▸ **Work required**:
Answer these questions from the essay below on grief after suicide loss:
(a) In the opening quote, what is called an act of love?
(b) What does the essay say we must begin to replace the word 'they' with?
(c) What three choices does much of the messaging for partners and loved ones give them?
Text segment: Begin
It is an act of grace to forgive.
It is an act of love to offer yourself another chance.
- Don Miguel Ruiz
When John died, among my myriad of painful emotions, there was a lot of anger. With the exception of one person, the anger wasn't focused on people, it was focused on the mental health care systems that had failed him. I was enraged at the lack of information, lack of adequate treatment, and the industries that prioritized cost effective measures over making mental health resources available to those who need them.
But I was also angry at the lack of resources and support available to those who love someone with a mental illness. I hated that much of the messaging for partners and loved ones is that they either leave, love perfectly, or assert boundaries that are nearly impossible to manage. None of these things were solutions and they all fell terribly short of respecting the imperfection of being human.
We must step back and recognize that mental illness inflicts pain and suffering on not just the person with the illness, but also on their loved ones. As a friend or family member trying to mitigate this suffering, we often treat the person with the illness as if they are the enemy. Sadly, this dynamic exacerbates the shame and fear that mental illness is already imposing on everyone involved.
And if we lose someone to suicide? We who are left behind dissect in excruciating detail the conflicts we'd had with the person we've lost. We continue to confuse the illness itself with the person. The questioning is telltale - it looks like this: How could they have said this to me? How could they have done this to me?
In order to understand what has actually happened, we must begin to replace the word 'they' with 'the illness'.
Similarly, we ask ourselves: How could I have said this to him? How could I have done this to her? The answer is that we weren't fighting with the person we lost. It was mental illness that was causing chaos in our relationship. And when we fought back, we were engaged in an argument with the symptoms of an illness. There was no winning, for anyone.
Still, survivors of suicide loss agonize over what we could not do, what we did do, and what we believe we should have done. We blame ourselves for not having tools and resources, despite the fact that they do not yet exist. We blame ourselves for not knowing many things that are still unknown. We blame ourselves for not being able to cure mental illness all on our own.
Text segment: End
Source information: Begin
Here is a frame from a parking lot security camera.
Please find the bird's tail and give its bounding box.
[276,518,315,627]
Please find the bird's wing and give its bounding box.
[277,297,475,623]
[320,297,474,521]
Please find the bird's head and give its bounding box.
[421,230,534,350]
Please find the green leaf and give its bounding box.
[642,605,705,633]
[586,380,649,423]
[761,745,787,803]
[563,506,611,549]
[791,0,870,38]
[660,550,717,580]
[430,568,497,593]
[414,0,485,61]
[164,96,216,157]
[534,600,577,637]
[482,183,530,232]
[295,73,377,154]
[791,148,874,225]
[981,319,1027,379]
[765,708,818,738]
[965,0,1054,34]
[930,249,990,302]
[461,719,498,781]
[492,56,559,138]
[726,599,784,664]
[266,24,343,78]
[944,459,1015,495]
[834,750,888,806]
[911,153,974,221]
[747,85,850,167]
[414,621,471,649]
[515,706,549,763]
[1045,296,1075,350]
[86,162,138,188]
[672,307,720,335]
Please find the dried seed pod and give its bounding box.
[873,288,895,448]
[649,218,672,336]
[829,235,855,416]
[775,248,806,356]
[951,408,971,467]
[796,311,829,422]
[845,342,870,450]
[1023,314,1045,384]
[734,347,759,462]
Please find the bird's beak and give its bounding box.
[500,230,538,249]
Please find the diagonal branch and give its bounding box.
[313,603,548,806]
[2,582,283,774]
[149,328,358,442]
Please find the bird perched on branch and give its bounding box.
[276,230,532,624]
Source information: End
▸ **Written solution**:
(a) Offering yourself another chance.
(b) 'The illness'.
(c) Leave, love perfectly, or assert boundaries that are nearly impossible to manage.